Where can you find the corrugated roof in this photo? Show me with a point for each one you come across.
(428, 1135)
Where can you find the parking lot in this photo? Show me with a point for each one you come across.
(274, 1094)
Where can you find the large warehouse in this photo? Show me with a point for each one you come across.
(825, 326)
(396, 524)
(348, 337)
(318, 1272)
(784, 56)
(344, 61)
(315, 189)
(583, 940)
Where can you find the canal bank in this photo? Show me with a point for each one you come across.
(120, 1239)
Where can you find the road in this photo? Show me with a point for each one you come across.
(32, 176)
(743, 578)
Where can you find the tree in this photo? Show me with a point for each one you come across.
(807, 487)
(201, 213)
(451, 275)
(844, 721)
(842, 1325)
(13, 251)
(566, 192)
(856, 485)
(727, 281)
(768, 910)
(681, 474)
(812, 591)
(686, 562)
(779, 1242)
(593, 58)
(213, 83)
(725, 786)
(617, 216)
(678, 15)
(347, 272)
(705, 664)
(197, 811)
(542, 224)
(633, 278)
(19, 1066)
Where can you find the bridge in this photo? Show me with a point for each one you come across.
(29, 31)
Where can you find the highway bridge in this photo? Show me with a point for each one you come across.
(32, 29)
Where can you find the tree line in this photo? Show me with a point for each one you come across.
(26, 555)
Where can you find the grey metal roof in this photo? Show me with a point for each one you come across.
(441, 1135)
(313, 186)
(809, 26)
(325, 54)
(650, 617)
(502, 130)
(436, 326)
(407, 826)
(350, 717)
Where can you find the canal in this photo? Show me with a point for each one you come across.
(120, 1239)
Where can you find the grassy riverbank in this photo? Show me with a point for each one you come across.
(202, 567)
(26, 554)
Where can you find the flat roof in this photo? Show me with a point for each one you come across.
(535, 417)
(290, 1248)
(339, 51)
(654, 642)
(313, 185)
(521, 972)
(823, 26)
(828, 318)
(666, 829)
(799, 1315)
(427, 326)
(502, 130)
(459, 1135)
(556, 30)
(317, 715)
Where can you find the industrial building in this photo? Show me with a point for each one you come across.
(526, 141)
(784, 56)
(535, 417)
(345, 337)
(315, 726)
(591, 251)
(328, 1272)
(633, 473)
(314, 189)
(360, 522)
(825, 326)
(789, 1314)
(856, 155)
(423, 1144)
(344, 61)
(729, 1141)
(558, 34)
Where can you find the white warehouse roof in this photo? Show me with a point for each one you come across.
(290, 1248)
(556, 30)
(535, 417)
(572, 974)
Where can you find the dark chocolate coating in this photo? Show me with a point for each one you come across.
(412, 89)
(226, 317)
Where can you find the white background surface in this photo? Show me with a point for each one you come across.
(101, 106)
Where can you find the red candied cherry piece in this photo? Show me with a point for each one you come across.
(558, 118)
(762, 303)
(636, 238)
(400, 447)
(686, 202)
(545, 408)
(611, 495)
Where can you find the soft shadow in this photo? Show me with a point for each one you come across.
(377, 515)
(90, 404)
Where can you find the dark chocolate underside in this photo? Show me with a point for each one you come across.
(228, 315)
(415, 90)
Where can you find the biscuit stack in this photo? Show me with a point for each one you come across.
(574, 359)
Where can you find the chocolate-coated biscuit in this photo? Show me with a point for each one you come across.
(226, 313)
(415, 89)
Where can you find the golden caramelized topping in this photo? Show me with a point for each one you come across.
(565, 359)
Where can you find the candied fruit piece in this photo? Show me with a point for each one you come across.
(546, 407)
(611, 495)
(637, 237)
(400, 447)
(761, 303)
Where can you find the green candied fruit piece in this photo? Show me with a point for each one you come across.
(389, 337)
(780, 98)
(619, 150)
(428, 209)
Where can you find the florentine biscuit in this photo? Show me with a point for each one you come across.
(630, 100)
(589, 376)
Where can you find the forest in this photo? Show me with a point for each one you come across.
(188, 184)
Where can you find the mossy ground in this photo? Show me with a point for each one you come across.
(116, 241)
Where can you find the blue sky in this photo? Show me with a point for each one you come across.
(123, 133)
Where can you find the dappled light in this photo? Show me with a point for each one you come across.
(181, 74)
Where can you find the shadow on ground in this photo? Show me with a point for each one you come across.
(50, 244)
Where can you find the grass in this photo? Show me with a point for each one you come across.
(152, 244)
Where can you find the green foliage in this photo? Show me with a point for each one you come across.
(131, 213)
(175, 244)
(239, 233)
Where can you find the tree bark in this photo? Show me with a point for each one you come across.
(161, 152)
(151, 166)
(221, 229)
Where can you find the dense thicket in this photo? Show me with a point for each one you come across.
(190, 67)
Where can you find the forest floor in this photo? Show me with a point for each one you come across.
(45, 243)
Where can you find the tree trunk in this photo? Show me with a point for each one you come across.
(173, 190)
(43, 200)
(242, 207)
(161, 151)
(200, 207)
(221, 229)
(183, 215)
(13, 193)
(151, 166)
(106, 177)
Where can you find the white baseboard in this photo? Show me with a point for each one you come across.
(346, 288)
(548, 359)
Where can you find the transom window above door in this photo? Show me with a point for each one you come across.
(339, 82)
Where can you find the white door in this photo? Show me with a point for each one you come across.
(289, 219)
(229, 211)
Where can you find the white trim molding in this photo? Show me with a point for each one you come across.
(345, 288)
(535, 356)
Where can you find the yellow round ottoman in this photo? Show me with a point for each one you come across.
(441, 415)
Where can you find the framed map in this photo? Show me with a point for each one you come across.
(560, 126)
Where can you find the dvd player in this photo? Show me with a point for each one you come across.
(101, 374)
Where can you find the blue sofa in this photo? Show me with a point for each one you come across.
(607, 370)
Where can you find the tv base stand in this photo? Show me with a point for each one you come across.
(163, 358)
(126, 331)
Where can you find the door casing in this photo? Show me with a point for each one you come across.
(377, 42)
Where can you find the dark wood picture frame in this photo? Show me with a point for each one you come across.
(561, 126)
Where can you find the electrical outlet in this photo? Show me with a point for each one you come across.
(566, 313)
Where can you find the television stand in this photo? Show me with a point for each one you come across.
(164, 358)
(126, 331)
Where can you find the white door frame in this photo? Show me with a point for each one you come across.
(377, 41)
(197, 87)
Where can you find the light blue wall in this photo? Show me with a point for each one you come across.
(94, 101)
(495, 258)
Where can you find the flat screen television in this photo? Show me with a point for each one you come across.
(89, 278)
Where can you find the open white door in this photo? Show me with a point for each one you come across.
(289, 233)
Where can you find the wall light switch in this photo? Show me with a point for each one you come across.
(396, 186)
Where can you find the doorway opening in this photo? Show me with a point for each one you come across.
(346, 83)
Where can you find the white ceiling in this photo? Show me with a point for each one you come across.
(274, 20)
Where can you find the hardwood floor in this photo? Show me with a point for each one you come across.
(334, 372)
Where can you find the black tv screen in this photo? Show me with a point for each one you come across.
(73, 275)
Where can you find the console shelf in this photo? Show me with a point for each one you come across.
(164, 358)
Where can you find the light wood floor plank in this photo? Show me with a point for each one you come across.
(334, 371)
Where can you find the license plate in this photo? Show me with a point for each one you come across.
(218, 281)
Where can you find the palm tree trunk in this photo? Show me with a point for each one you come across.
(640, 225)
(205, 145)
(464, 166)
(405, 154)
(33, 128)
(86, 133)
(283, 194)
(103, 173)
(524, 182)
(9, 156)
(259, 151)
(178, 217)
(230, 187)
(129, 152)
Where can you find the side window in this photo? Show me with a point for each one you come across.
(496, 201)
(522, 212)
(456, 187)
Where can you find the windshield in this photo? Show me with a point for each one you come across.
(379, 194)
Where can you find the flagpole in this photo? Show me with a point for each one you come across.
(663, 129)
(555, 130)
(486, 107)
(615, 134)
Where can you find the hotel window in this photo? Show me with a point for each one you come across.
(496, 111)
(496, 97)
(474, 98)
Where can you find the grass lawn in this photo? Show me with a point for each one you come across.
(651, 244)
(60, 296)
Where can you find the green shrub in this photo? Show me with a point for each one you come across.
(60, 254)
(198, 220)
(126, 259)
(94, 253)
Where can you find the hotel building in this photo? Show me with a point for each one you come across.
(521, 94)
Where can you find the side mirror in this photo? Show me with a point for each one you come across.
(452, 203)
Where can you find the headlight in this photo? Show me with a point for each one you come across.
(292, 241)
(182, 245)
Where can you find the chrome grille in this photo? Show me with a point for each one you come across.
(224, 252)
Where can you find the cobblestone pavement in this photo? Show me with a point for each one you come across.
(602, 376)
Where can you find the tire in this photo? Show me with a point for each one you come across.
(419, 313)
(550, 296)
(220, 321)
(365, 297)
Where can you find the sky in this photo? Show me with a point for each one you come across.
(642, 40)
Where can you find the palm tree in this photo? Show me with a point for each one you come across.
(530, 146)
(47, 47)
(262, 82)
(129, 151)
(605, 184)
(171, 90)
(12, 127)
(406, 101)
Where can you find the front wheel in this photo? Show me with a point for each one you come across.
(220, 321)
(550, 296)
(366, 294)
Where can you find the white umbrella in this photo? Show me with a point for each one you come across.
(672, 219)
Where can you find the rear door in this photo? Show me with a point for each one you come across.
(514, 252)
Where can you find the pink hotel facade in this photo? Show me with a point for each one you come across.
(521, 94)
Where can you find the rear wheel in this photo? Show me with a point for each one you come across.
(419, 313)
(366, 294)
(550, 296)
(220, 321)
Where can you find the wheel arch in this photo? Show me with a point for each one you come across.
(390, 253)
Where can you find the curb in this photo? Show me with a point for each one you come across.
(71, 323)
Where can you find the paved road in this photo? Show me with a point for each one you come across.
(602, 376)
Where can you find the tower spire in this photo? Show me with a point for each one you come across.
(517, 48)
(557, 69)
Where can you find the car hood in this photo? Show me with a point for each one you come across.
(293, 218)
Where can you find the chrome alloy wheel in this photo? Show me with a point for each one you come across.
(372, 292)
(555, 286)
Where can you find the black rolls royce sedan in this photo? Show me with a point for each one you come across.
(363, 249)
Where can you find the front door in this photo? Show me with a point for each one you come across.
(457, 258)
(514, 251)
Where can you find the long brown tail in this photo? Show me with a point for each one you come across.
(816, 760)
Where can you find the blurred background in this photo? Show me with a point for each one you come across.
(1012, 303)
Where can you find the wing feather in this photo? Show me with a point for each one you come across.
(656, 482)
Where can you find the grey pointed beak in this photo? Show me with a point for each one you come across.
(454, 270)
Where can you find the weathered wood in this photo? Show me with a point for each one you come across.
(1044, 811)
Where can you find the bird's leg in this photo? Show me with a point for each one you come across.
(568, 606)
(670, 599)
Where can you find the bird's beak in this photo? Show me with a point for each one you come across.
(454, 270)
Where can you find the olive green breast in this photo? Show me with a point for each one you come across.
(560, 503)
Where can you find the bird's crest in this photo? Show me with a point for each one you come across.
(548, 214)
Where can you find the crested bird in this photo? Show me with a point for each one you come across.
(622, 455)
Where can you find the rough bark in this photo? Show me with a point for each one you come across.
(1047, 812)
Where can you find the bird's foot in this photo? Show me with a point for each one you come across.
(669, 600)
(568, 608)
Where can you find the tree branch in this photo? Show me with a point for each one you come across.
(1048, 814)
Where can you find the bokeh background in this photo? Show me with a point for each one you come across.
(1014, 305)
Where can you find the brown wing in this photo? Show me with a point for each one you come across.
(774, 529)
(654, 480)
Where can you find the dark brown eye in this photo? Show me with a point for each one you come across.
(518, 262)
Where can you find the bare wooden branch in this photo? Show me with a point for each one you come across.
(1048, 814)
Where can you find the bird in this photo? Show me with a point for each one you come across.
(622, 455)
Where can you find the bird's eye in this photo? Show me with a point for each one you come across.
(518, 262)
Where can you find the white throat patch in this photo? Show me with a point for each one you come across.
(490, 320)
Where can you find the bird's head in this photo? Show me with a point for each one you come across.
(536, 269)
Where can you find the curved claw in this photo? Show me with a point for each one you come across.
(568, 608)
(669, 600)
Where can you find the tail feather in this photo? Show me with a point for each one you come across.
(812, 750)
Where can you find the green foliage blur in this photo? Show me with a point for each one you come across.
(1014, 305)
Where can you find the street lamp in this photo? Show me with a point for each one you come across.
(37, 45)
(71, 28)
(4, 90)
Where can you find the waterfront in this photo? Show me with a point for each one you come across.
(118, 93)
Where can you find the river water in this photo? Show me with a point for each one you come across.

- Exercise prompt: Keep only the lines from the one containing "Where can you find the bare" to the end of the entries, and repeat them exactly.

- Complete output:
Where can you find the bare wooden branch in this photo? Show me with a point for each one you come across.
(1048, 814)
Where can you find the bird in this photo? Show me with a point for each one you come across.
(622, 455)
Where can you find the bird's eye in this photo? Show me with a point for each one you come across.
(518, 262)
Where can you find the white throat patch in this photo? Show me with a point for each one you come across.
(490, 320)
Where can you find the bird's head in this photo? Show me with a point for each one you come across.
(536, 269)
Where can you find the curved claw in this photo? Show me with a point for each one you come across.
(568, 608)
(669, 600)
Where can you find the tail feather in this photo? Show me with a point for each one you come across.
(812, 750)
Where can you find the green foliage blur in this photo? Show me with a point for each one you come across.
(1014, 305)
Where can you find the street lamp in this photo? Show me with a point for each one you come across.
(37, 45)
(71, 28)
(4, 90)
Where can you find the waterfront in this photo? Show me with a point for each one you come across.
(118, 93)
Where can you find the river water in this photo? Show me with a point for each one you come across.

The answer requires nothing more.